_Written instruction_: Count the lines in the records below that contain the string "head". Reply with only that number.

_Records supplied_:

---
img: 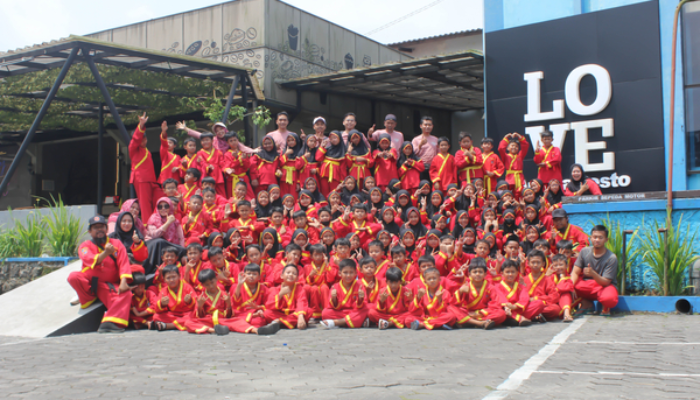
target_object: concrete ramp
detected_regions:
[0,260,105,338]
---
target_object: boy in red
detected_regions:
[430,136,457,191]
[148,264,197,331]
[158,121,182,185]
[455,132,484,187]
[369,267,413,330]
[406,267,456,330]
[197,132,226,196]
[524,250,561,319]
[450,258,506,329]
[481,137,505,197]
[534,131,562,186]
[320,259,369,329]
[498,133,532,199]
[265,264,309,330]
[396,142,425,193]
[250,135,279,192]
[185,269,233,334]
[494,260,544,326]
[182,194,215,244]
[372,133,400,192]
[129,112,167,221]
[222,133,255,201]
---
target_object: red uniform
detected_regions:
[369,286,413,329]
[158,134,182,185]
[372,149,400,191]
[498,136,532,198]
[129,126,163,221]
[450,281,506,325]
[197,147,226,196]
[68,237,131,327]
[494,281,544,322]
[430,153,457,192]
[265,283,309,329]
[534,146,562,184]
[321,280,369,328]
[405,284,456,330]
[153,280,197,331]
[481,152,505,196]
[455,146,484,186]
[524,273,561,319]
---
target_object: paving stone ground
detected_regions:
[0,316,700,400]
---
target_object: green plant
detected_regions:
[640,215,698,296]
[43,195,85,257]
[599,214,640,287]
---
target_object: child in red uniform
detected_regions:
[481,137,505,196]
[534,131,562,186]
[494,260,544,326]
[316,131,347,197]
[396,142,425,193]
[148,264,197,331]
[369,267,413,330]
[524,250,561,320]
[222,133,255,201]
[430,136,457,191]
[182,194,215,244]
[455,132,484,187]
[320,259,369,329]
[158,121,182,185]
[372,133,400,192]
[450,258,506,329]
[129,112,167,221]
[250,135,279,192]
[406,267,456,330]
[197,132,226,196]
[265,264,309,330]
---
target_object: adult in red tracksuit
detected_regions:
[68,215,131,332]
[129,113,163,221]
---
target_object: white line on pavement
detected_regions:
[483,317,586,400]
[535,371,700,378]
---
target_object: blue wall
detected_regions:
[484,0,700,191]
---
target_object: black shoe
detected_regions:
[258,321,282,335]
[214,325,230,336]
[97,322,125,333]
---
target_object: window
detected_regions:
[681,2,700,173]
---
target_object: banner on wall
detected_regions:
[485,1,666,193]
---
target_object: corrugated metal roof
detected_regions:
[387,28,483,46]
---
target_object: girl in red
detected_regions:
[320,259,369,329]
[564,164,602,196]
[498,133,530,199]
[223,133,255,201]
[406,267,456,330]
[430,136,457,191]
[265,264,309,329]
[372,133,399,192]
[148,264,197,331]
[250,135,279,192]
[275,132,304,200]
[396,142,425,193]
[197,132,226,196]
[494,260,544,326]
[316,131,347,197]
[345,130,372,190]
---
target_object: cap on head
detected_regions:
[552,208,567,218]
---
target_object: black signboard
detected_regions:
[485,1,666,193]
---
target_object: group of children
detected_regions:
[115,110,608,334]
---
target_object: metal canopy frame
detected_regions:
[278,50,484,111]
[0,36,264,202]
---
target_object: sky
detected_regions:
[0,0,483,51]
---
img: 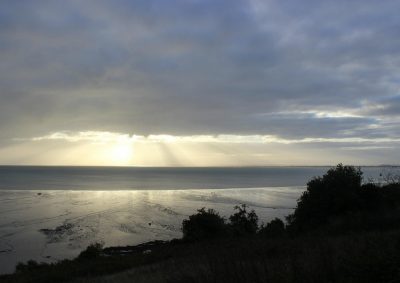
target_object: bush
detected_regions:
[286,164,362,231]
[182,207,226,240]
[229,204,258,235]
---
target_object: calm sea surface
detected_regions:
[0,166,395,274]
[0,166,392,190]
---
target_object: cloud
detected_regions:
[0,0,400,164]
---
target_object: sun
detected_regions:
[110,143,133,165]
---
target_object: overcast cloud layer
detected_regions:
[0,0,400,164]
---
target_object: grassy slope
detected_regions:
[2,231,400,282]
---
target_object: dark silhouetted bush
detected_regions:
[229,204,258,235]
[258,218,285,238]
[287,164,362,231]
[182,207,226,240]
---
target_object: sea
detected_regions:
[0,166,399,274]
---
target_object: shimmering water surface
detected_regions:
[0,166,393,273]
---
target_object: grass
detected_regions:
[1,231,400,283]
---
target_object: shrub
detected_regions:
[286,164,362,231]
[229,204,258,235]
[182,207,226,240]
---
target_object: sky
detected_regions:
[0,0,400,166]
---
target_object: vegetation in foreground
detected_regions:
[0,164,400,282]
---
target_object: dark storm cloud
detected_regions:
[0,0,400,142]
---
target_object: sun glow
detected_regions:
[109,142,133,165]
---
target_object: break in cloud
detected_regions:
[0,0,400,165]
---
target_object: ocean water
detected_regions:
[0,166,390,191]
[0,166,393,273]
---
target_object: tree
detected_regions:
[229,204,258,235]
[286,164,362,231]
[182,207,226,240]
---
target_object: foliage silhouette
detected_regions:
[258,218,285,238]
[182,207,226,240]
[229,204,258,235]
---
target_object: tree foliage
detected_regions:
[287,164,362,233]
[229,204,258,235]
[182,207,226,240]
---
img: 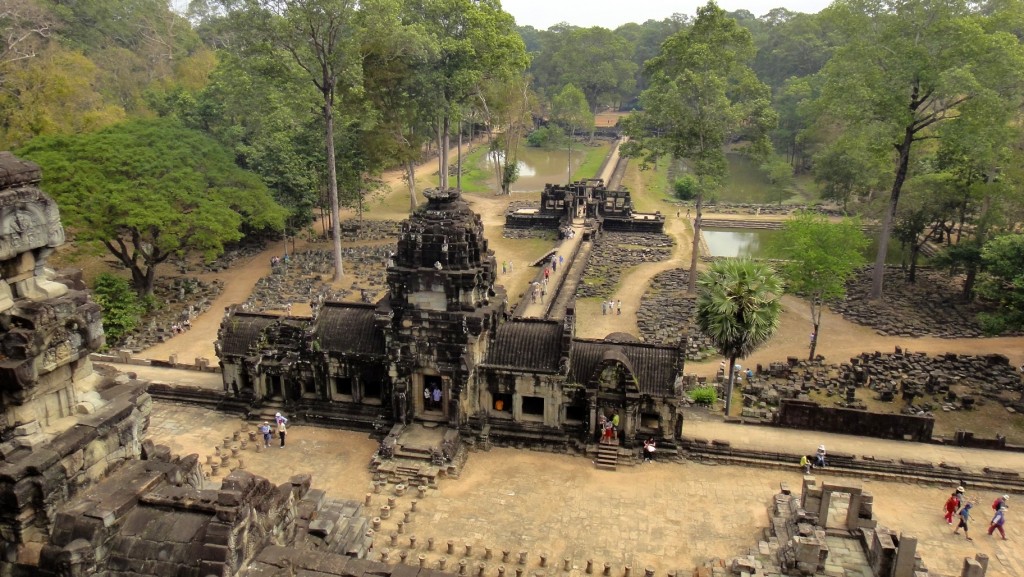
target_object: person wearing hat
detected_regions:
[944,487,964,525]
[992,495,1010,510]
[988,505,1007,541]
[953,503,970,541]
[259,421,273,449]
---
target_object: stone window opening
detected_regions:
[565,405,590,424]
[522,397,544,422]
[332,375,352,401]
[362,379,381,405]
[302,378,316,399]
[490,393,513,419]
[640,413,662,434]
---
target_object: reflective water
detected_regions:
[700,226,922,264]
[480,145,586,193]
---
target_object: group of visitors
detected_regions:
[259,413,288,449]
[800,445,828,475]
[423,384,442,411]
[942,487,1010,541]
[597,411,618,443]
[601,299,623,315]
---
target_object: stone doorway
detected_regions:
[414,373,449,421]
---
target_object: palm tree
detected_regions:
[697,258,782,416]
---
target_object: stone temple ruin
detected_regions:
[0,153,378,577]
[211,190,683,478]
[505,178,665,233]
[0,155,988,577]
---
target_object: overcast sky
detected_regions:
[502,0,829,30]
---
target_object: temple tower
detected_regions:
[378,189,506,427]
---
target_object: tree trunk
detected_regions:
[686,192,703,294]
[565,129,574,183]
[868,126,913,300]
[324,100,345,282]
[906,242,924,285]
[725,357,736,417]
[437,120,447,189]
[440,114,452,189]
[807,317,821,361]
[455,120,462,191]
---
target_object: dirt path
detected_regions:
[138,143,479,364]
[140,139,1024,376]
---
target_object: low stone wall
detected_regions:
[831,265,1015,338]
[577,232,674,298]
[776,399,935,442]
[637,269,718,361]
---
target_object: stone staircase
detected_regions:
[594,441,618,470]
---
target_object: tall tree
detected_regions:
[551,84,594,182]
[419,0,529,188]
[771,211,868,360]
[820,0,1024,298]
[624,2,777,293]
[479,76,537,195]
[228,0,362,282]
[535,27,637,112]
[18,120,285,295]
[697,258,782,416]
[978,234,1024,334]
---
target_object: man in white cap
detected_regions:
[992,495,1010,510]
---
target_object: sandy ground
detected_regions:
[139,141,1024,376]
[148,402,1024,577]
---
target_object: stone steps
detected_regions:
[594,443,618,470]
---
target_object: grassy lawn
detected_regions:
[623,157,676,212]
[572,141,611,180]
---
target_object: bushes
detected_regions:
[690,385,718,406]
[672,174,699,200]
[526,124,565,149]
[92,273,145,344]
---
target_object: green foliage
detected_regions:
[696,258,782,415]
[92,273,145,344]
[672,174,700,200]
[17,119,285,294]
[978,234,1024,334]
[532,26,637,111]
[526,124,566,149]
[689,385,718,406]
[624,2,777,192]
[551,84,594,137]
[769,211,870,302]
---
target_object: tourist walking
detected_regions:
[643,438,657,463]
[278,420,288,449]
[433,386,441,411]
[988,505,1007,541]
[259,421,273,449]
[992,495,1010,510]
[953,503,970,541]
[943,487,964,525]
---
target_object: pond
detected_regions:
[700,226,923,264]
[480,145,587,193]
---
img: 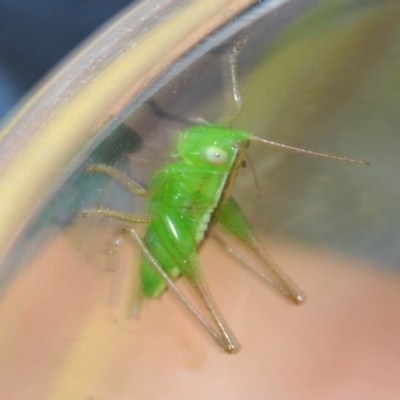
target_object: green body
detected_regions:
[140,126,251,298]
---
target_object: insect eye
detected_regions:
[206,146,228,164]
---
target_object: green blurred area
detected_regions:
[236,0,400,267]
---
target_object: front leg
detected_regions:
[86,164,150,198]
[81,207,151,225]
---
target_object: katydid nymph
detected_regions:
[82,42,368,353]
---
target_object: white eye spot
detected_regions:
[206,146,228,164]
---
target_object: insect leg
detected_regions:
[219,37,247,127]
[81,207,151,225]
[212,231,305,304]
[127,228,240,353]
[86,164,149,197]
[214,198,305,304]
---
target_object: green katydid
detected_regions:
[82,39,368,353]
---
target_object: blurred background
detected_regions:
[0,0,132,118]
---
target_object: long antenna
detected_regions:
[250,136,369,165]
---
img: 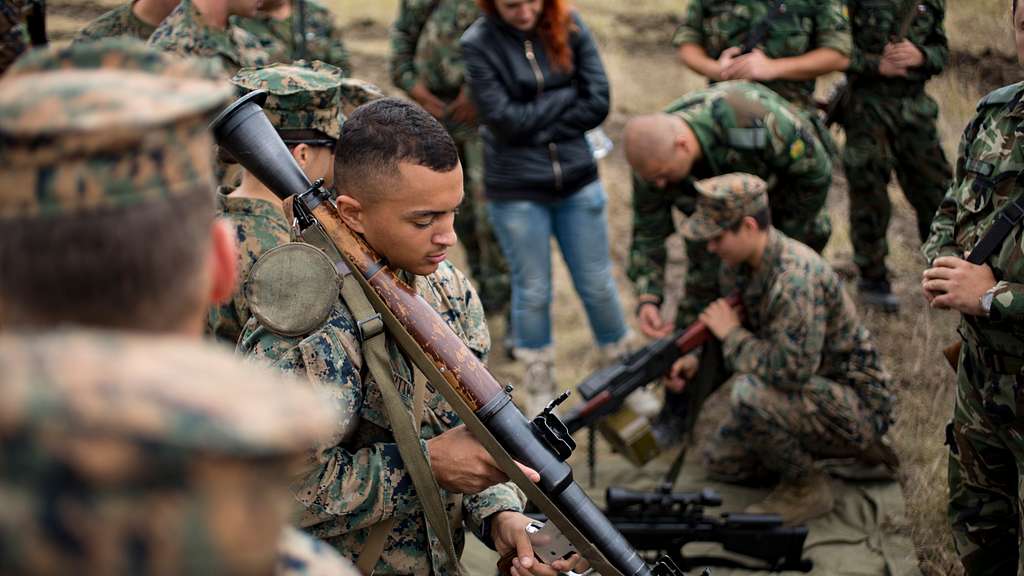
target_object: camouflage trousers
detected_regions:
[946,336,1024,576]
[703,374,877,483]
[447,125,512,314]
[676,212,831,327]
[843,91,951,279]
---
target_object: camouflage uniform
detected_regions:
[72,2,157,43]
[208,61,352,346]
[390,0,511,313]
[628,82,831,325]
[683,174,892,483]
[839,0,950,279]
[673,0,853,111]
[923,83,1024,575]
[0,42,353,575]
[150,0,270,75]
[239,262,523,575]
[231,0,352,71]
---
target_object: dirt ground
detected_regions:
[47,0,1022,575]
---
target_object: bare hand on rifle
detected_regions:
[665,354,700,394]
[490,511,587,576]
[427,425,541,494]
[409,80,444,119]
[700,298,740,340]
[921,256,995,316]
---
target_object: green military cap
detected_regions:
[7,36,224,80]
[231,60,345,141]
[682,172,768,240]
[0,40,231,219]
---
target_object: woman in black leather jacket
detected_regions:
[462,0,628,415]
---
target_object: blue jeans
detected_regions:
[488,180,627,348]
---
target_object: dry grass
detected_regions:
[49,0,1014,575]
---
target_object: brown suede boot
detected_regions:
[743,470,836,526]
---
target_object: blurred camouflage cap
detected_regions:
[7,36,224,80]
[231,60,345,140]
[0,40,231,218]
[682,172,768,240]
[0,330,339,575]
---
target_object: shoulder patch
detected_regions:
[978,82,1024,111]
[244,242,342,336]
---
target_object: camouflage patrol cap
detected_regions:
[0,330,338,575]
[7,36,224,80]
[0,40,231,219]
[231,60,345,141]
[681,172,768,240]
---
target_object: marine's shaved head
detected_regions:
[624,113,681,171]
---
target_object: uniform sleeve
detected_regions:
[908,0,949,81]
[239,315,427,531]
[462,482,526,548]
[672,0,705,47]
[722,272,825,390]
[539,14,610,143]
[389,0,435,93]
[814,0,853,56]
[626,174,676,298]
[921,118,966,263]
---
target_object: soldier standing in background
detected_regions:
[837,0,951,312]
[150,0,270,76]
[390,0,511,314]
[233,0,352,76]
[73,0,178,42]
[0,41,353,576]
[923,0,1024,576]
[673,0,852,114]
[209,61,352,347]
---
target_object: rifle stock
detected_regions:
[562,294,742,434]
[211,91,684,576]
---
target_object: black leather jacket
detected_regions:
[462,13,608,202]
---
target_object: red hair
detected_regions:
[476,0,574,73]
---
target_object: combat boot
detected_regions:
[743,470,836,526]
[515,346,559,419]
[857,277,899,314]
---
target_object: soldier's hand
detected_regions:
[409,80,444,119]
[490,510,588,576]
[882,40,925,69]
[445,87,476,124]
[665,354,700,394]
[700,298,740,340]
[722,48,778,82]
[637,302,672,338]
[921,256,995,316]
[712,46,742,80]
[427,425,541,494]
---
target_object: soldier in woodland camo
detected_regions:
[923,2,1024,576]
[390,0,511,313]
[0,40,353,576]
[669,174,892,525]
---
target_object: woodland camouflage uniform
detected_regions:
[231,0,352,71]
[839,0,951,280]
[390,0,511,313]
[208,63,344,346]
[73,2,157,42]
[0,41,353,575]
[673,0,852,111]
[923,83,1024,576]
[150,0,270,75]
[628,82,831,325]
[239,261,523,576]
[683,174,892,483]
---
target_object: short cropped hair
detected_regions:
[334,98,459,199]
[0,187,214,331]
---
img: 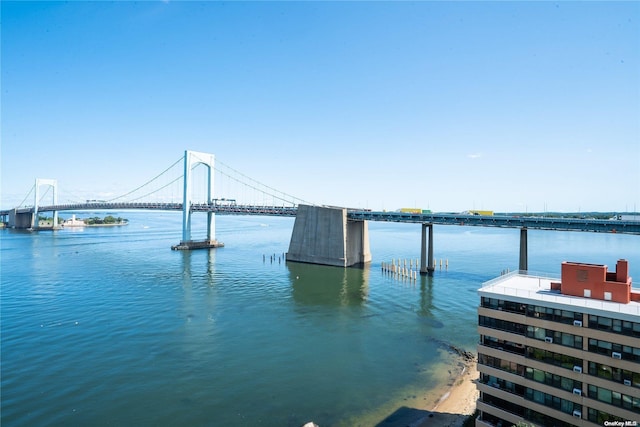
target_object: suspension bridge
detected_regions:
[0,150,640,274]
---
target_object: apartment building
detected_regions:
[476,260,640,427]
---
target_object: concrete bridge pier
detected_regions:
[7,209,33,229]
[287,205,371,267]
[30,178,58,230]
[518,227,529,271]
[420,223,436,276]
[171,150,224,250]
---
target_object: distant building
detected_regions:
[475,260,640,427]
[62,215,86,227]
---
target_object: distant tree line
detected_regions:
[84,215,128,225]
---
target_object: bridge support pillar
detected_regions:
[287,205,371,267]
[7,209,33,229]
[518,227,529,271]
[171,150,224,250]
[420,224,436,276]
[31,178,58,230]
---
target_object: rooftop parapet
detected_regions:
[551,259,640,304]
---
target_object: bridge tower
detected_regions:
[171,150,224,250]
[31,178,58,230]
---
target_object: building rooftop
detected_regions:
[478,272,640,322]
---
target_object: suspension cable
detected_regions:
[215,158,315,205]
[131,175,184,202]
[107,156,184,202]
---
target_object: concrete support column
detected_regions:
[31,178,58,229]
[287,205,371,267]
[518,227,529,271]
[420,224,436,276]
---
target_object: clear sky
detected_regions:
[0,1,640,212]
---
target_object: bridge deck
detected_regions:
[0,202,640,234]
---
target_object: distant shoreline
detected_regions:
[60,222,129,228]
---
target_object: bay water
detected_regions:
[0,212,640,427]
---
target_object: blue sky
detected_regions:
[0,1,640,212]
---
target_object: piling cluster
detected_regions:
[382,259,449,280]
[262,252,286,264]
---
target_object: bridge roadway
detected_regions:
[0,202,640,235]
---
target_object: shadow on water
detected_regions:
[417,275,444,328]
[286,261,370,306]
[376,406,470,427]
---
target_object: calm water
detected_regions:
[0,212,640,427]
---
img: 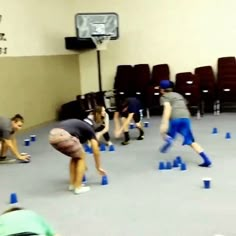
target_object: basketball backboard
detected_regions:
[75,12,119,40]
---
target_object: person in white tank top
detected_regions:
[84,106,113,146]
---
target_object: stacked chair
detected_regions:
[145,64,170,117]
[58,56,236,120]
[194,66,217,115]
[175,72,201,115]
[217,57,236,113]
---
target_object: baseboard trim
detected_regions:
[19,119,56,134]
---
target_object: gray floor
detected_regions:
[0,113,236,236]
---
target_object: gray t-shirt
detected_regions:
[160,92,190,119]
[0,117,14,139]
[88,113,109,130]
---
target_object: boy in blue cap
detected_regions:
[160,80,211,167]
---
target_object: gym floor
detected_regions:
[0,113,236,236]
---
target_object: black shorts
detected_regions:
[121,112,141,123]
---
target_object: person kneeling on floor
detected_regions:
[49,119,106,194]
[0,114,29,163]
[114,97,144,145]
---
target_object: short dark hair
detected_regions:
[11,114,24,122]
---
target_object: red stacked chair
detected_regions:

_Complete response_: 2